DATA TO USE below:

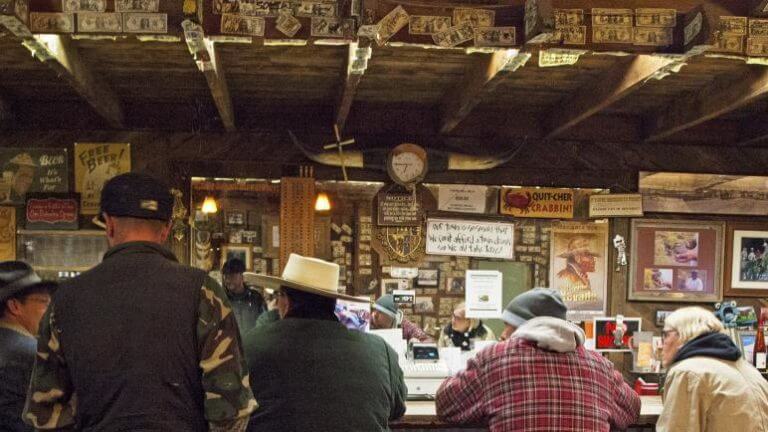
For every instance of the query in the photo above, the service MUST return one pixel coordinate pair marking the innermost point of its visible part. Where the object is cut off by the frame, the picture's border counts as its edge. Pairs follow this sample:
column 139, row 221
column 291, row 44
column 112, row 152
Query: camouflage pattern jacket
column 140, row 342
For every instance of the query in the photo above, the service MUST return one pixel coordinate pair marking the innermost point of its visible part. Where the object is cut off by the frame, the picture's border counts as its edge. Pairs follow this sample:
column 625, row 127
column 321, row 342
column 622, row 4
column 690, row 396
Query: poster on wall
column 95, row 163
column 32, row 170
column 579, row 267
column 7, row 233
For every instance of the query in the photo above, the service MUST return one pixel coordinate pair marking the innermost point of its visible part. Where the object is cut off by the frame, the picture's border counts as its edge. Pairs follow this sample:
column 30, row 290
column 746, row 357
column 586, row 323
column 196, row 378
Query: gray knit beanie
column 534, row 303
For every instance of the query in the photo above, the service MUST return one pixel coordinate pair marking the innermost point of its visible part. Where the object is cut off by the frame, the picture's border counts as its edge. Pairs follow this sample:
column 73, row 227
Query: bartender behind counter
column 386, row 315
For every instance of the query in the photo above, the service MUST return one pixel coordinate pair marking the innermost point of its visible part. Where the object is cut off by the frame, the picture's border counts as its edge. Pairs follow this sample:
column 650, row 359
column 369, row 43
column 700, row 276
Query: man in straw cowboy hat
column 573, row 280
column 312, row 373
column 139, row 342
column 23, row 301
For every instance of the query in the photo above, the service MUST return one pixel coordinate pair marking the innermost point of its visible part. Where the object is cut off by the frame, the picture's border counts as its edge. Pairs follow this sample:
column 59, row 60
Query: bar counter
column 420, row 415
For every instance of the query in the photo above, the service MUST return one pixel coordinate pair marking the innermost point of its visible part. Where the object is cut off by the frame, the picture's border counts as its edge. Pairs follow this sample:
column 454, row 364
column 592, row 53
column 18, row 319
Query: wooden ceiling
column 129, row 84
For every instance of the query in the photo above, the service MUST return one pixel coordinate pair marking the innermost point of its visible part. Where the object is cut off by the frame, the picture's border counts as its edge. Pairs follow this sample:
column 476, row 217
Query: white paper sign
column 470, row 238
column 404, row 272
column 483, row 294
column 462, row 198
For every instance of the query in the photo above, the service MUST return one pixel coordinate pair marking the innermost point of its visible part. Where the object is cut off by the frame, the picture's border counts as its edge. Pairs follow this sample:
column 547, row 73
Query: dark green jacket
column 313, row 375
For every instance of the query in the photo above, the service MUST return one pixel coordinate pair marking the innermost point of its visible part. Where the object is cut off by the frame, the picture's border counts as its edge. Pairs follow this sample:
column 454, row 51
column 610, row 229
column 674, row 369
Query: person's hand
column 687, row 256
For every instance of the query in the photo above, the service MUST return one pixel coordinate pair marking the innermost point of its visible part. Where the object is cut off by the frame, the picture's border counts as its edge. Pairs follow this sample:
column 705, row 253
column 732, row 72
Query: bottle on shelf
column 760, row 349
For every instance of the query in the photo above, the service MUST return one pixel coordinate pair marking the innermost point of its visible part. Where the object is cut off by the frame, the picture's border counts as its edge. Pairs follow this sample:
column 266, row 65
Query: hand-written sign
column 537, row 202
column 470, row 238
column 613, row 205
column 52, row 211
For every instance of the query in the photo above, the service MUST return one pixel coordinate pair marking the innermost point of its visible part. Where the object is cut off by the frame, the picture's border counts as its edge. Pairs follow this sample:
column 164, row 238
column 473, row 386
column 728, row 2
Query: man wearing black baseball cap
column 23, row 300
column 139, row 342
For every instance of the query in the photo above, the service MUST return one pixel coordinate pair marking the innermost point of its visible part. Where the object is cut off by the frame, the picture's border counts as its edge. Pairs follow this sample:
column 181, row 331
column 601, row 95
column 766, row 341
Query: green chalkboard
column 516, row 279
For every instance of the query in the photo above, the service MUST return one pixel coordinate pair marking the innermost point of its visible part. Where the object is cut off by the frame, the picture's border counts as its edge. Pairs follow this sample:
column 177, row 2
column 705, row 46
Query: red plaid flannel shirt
column 519, row 387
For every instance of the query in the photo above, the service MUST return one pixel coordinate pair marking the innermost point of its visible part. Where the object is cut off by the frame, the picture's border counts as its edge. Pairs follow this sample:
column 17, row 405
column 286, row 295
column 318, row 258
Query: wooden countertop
column 421, row 414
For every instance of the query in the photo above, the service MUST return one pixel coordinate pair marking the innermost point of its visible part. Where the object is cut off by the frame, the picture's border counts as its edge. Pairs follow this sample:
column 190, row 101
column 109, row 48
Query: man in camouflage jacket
column 140, row 342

End of DATA TO USE.

* **PROMPT**
Starting at the line with "column 266, row 65", restate each line through the end of the records, both ends included, and stop there.

* **TASK RESULT**
column 266, row 65
Query: hand-written sign
column 537, row 202
column 470, row 238
column 613, row 205
column 52, row 211
For every instance of the query in the photo above, the service MUST return one pixel coordinate pair marking the innermost point of its visible part. Where the object is cut off by the frame, the picture's border counts as its edge. Pairs follow this sample:
column 164, row 238
column 473, row 386
column 728, row 2
Query: man wearing black baseball cap
column 23, row 300
column 139, row 342
For every instance of the query in the photo above, the service MUST return one pixel coordinate pair marking the innermost point of its visible part. Where the object is cut off by the frame, the picture's border counts as its edge. Pairs follow this sample:
column 181, row 331
column 601, row 95
column 766, row 341
Query: green chalkboard
column 516, row 279
For every instance of the query in the photo above, the service MUST return one pixel coordinate pair marking the innermost point of its visible part. Where the object is cut off by the frame, the picture's border counts as its edge. Pairs follow this sample:
column 177, row 2
column 705, row 46
Query: red plaid flannel shirt
column 519, row 387
For every instance of the query in the photo above, the service MUST return one pixel coordinate pair marking the innermost point of its visible part. Where the object is cut off by the frame, the picture's border counts as its edge. Pairs follow this sample:
column 17, row 405
column 286, row 295
column 318, row 258
Query: wooden countertop
column 421, row 414
For every instance of the query in the photo above, the service MUST return one pixel coordinate pair marking the innermost point of its visible part. Where the object is cut off by the frame, the picture's border counts as its edge. Pairs follow this sample:
column 190, row 101
column 109, row 48
Query: man in camouflage jacket
column 140, row 342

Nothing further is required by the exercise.